>> START
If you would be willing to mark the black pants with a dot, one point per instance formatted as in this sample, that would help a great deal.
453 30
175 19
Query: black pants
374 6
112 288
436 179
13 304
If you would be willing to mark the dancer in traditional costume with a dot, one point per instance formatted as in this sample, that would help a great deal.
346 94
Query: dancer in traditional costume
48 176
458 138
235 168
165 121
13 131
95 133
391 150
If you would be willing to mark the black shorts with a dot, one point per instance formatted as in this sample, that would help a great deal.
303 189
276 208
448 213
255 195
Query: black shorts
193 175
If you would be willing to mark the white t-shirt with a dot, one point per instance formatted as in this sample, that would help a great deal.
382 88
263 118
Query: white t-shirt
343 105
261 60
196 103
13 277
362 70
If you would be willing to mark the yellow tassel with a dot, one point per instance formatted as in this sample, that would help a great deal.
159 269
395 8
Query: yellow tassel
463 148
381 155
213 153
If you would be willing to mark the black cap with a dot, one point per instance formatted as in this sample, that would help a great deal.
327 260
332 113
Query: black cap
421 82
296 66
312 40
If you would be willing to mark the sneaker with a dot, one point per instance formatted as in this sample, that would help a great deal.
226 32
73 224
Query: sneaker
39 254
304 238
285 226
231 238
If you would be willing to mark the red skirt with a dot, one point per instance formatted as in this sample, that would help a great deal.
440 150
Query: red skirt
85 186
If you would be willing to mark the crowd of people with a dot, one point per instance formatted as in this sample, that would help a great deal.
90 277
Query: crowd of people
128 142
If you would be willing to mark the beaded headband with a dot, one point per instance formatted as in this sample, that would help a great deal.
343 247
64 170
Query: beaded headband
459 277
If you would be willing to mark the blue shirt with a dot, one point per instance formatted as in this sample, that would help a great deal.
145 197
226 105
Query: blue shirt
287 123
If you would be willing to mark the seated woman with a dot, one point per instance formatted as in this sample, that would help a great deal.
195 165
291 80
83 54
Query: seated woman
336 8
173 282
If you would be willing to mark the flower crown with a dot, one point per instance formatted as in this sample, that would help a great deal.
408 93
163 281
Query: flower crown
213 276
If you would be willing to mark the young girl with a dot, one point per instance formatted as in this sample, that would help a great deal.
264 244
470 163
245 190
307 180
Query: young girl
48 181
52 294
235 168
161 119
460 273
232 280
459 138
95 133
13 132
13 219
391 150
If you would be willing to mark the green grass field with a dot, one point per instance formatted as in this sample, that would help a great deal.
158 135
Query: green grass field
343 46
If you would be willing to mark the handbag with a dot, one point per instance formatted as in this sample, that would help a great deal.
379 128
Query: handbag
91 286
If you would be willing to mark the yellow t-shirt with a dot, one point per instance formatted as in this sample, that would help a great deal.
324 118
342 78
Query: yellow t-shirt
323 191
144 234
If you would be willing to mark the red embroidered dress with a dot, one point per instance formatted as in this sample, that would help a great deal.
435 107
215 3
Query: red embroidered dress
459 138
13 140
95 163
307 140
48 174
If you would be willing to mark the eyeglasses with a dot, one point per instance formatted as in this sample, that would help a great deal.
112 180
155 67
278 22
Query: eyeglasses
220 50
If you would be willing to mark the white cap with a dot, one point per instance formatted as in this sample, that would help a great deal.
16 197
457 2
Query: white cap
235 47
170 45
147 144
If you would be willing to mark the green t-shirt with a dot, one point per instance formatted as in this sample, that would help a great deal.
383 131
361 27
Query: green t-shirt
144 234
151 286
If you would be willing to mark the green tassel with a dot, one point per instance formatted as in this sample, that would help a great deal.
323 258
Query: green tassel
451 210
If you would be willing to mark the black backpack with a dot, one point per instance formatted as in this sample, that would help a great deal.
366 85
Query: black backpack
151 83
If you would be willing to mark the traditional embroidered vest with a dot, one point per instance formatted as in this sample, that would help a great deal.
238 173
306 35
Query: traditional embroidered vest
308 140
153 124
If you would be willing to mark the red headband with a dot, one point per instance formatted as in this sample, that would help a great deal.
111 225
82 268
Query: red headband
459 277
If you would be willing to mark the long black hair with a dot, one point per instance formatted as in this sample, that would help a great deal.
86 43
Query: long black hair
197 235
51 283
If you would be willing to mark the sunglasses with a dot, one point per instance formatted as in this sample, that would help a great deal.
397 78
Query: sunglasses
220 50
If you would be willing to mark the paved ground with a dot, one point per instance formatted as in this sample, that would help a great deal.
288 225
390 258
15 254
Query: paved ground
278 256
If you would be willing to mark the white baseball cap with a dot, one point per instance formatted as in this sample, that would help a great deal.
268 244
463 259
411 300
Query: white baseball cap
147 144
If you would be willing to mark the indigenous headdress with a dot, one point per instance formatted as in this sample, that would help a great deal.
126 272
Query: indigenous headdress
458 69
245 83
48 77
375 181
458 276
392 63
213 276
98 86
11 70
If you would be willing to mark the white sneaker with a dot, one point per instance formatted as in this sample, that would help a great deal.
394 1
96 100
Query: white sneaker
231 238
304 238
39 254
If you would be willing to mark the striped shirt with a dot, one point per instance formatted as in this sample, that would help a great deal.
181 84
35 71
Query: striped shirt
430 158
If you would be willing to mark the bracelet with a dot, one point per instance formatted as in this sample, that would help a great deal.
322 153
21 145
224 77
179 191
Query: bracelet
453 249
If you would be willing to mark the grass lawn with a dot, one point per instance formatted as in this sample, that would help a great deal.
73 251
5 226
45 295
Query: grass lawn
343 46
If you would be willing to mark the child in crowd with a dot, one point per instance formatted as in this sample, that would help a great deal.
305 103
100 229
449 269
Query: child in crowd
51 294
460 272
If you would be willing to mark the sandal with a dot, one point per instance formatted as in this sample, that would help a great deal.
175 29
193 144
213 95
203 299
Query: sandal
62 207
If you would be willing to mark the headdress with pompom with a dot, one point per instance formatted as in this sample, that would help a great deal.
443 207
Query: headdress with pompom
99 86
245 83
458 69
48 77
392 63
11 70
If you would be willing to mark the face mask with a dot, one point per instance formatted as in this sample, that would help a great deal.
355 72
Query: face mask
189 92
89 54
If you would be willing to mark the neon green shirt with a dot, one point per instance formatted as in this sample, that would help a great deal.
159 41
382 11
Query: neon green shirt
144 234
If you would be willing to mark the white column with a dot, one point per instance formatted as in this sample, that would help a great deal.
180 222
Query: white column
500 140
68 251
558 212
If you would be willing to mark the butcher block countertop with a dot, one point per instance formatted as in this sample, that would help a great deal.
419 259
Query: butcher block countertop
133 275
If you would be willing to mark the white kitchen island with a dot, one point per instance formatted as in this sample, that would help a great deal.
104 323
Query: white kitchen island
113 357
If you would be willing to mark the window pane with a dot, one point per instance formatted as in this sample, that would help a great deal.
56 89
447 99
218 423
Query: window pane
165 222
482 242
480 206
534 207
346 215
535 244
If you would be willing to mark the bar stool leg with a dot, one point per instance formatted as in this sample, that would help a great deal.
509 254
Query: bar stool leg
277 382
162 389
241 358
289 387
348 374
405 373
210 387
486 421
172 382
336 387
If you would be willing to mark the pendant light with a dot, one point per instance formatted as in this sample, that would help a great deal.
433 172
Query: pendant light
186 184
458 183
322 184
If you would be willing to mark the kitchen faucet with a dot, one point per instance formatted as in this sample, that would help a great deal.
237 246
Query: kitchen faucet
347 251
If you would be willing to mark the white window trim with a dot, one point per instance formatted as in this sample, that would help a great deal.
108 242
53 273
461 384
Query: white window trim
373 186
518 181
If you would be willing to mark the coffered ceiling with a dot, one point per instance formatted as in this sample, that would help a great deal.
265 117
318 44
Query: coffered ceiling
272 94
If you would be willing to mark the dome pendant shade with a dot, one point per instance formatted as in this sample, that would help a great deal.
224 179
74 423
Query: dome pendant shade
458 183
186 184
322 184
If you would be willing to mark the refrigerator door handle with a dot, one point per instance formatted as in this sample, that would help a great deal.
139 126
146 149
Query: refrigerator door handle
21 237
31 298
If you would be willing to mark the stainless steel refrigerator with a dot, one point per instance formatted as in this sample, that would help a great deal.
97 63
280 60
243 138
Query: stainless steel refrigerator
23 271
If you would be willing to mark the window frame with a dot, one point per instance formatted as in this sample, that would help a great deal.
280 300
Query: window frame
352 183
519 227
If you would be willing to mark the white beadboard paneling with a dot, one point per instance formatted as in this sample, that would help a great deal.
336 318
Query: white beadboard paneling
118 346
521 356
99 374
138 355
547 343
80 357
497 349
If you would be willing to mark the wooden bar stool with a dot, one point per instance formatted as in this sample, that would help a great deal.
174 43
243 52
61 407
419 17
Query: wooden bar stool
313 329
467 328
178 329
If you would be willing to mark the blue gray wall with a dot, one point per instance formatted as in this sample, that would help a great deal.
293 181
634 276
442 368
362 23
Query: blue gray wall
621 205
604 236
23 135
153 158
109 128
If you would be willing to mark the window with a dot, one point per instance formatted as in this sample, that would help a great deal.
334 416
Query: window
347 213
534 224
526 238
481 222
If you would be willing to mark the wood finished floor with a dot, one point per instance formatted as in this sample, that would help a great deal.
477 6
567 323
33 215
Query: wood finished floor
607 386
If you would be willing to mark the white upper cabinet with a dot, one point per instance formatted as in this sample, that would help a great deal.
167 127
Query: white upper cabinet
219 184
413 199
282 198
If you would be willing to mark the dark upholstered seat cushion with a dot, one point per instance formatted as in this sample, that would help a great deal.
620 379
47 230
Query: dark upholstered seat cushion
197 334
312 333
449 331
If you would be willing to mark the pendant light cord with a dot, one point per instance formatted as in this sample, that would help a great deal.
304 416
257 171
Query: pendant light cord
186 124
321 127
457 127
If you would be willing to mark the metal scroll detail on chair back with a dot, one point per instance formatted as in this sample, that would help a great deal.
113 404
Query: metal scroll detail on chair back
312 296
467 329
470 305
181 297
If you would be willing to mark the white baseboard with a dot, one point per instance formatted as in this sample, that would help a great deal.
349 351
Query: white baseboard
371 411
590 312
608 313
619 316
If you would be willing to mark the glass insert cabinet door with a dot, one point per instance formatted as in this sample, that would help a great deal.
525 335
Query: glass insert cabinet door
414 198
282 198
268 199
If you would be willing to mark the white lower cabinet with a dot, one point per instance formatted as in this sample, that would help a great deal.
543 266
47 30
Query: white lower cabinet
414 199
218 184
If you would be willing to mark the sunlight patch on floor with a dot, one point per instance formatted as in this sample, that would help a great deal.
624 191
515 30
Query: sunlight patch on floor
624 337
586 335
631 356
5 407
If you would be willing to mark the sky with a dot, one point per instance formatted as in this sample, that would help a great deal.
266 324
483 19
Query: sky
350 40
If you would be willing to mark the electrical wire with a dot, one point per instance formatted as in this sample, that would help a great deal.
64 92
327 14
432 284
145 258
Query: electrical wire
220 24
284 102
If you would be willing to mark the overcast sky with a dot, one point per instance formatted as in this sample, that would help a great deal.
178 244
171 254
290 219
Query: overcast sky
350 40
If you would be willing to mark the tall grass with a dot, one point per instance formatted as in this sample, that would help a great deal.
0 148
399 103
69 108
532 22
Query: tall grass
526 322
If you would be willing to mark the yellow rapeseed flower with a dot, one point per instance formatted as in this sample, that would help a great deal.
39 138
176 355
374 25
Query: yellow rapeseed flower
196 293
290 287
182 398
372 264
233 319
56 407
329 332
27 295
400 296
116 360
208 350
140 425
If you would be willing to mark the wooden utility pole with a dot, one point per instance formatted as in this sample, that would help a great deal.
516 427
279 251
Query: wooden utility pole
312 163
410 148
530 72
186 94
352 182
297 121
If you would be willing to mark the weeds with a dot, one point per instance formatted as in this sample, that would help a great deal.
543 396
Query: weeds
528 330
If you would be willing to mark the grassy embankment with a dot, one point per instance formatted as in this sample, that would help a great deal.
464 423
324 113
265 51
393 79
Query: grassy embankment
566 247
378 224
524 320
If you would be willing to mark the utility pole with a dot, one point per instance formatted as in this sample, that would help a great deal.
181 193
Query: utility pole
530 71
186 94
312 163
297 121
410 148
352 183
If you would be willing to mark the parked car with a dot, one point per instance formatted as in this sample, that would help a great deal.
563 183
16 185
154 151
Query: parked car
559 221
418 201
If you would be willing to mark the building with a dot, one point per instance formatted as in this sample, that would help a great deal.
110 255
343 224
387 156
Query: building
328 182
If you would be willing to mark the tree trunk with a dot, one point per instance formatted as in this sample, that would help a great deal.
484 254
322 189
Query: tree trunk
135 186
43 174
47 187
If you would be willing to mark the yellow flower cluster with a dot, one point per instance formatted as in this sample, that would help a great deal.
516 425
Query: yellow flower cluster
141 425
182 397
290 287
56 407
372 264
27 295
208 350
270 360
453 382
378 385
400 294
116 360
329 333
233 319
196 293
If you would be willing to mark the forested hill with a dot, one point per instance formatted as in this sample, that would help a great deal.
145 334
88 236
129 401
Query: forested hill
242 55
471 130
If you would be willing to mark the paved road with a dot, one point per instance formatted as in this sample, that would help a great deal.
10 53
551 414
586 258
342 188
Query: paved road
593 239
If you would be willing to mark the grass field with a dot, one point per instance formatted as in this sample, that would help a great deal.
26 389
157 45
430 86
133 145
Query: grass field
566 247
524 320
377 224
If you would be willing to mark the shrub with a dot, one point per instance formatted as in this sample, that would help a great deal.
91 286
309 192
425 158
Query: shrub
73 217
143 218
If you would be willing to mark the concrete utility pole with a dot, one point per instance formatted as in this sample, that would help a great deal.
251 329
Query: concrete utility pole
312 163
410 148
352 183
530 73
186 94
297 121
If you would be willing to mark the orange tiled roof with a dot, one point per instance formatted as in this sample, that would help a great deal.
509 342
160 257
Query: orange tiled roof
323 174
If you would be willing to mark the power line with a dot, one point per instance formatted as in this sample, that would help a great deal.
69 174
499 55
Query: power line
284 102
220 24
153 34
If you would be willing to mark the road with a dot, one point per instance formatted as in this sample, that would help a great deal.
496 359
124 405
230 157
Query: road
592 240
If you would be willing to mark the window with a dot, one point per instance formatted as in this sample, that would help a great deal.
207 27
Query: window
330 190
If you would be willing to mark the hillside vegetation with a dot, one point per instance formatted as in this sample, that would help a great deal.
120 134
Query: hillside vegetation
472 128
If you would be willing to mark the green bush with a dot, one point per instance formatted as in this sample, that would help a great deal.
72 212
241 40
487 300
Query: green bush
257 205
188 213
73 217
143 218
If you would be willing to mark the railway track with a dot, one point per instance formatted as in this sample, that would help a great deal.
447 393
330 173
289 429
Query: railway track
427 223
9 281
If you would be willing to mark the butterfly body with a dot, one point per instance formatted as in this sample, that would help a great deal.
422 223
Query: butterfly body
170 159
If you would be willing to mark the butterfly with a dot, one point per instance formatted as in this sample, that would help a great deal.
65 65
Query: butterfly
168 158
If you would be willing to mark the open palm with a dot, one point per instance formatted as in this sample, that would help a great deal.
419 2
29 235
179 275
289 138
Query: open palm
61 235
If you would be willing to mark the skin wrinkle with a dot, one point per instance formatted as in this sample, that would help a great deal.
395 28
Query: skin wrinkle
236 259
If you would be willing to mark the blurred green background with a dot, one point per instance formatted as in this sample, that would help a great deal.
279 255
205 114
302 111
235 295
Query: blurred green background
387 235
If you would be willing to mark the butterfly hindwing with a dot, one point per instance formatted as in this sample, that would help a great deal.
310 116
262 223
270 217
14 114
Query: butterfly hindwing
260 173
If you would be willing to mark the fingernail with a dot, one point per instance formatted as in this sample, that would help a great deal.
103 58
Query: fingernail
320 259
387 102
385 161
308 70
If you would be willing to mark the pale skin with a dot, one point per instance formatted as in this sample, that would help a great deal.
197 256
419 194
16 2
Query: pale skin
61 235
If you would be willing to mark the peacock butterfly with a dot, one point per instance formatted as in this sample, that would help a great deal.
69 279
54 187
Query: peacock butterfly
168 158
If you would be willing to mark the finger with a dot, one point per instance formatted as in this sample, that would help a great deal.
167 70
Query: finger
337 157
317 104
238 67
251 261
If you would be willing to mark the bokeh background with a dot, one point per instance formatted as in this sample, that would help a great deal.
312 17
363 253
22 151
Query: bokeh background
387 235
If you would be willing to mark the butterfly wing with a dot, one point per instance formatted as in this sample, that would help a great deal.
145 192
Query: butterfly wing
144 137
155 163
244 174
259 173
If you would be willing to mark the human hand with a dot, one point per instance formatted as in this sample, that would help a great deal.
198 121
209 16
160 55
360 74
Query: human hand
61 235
>> END
## What you need to do
Please quote nothing but the lines from the line with "If you would be willing to mark the fingernail" through the end of the data above, exactly as written, ends included.

## Solution for this exercise
If you would be willing to mark the fingernail with a dot, one point per instance formatted as in this sample, that would help a great deal.
103 58
Query: fingernail
320 259
387 102
385 161
308 70
If you would be willing to mark the pale skin with a dot, one point per instance formatted as in this sample, that would help a great deal.
197 256
419 194
16 2
Query: pale skin
61 235
If you would be willing to mark the peacock butterfly with a dot, one point per instance formatted as in this sample, that would help a great deal.
69 279
54 187
Query: peacock butterfly
168 158
If you would be willing to mark the finger with a dot, one point per instance formatted as in this sample, that would help a great deal.
167 70
Query: finger
337 157
317 104
238 67
251 261
If you would be willing to mark the bokeh background with a dot, one point per instance formatted as in this sample, that would help a great deal.
312 17
363 253
22 151
Query: bokeh background
387 235
If you would be willing to mark the butterfly wing with a dot, one point per instance formatted as in this sample, that would help a great deal.
145 192
Query: butterfly wing
144 137
155 163
244 174
259 173
If you would be willing to mark the human hand with a dot, one point per instance formatted as in this sample, that would help a great deal.
198 121
209 16
160 55
360 74
Query: human hand
61 235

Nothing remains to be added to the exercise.